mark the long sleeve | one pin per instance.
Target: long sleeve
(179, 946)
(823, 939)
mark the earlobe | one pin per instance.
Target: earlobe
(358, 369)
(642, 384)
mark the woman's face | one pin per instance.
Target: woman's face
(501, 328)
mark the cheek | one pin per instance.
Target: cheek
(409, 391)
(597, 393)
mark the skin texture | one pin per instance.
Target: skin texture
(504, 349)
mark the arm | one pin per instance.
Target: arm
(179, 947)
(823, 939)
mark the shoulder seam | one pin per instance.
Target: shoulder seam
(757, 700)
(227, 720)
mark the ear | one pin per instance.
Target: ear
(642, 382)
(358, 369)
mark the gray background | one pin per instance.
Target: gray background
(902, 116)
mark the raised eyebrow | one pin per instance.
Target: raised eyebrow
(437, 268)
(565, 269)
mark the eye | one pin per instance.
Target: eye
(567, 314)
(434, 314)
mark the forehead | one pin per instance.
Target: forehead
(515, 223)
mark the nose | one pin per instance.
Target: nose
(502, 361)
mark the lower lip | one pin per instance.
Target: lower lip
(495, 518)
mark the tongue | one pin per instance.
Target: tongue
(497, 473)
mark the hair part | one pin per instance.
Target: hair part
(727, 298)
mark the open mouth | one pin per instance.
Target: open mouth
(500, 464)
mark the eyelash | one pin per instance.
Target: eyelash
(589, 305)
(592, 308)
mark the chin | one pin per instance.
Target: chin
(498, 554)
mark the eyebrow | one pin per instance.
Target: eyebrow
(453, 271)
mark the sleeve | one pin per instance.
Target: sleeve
+++
Nothing above should be left out; write out every record exactly.

(RESULT):
mark the long sleeve | one pin per instance.
Target: long sleeve
(179, 946)
(823, 939)
mark the earlobe | one pin per instance.
Target: earlobe
(358, 369)
(642, 384)
mark the woman's face | one pin per instance.
Target: woman's face
(501, 328)
mark the cheek | one pin per instance.
Target: cheek
(409, 391)
(597, 393)
mark the skin texture | one pin per instance.
Target: skin texture
(504, 349)
mark the arm | one pin per instance.
Target: arm
(179, 947)
(823, 939)
mark the shoulder seam | one pin per instance.
Target: shoulder seam
(757, 700)
(227, 720)
mark the ear | one pin per instance.
Target: ear
(642, 382)
(358, 369)
mark the gray background | one pin per instance.
Target: gray background
(902, 116)
mark the raised eyebrow | one pin per instance.
Target: raised eyebrow
(437, 268)
(565, 269)
mark the eye | one pin per instance.
Target: eye
(567, 314)
(434, 314)
mark the forehead | one pin per instance.
Target: forehead
(515, 223)
mark the nose | one pin per instance.
Target: nose
(502, 361)
mark the lower lip | one pin per instance.
Target: lower lip
(495, 518)
mark the tongue | one pin per instance.
Target: tongue
(497, 473)
mark the hair part | one pin per instance.
Target: hair part
(727, 298)
mark the open mouth | one pin per instance.
Target: open mouth
(500, 464)
mark the eyelash | one pin per instance.
Target: eyelash
(589, 305)
(592, 308)
mark the chin | one pin per instance.
Target: chin
(498, 554)
mark the eyebrow | one pin per instance.
Target: eyebrow
(453, 271)
mark the sleeve | one pin per instance.
Target: sleeve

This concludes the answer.